Each line containing the string "instance" should be copied out of the entries.

_Input data_:
▼

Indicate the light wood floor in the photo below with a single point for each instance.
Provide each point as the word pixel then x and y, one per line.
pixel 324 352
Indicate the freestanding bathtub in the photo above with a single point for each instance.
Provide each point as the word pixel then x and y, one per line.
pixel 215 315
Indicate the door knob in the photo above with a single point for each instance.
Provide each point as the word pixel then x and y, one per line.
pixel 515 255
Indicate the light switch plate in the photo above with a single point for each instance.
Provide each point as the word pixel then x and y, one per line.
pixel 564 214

▲

_Answer for the task_:
Indicate the light wood floor in the photo below with a single point for each instance.
Indicate the freestanding bathtub in the photo above with a single point for each instance.
Indicate the door knob in the photo above with a single point for each instance.
Indicate the light switch plate in the photo above with a single point for each instance.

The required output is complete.